Items from a dataset:
—————
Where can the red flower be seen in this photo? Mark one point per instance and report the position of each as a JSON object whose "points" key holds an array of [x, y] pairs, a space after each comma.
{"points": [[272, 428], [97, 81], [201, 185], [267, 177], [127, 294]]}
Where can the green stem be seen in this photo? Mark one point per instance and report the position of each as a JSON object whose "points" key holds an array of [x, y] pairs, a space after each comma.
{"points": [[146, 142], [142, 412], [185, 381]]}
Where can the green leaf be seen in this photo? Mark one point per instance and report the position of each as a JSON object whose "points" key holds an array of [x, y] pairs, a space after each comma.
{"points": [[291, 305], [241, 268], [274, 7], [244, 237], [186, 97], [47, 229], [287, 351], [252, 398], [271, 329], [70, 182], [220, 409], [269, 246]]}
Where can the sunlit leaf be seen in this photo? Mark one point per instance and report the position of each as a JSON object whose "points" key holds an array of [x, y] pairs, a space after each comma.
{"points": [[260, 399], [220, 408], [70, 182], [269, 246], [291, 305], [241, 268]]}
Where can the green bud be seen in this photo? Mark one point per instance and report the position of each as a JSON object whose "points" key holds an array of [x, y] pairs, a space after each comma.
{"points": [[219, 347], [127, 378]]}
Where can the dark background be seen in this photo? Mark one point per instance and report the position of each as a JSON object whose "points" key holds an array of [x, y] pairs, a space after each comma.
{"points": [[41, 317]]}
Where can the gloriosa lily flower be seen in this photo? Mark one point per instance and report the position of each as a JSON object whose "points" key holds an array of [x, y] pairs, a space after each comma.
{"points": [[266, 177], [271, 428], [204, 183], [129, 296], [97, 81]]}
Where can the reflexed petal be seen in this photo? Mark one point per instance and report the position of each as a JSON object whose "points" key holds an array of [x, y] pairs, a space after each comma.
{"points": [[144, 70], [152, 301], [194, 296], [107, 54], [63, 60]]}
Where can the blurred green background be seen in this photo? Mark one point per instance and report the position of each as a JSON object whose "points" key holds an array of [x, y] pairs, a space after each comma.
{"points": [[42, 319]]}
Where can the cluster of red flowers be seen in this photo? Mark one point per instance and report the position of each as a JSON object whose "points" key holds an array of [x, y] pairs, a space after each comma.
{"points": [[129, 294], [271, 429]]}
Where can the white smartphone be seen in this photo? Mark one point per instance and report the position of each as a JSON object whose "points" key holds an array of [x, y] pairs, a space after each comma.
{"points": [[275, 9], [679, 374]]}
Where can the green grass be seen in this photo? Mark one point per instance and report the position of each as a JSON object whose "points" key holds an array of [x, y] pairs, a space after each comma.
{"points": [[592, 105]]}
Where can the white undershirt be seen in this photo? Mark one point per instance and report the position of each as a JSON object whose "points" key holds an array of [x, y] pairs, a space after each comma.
—————
-- ACTION ITEM --
Give back, unchanged, the line containing "Where can the white smartphone" and each line that comes after it in the entries above, ending with the last.

-- REPLY --
Where can the white smartphone be seen in this photo? Mark one point per instance and report the position of each as a JSON object whose "points" key holds an array of [x, y] pairs, a space after each comma.
{"points": [[275, 9], [679, 374]]}
Where can the green grass be seen in this photo? Mark one point per instance and report the position of each as a JSON object whose "points" key holds an array of [x, y] pairs, a space after each comma.
{"points": [[592, 105]]}
Where can the white undershirt be seen in this photo? Mark one point per instance and report the position of each as a JSON object whose "points" key holds an array of [x, y] pairs, a space after each comma.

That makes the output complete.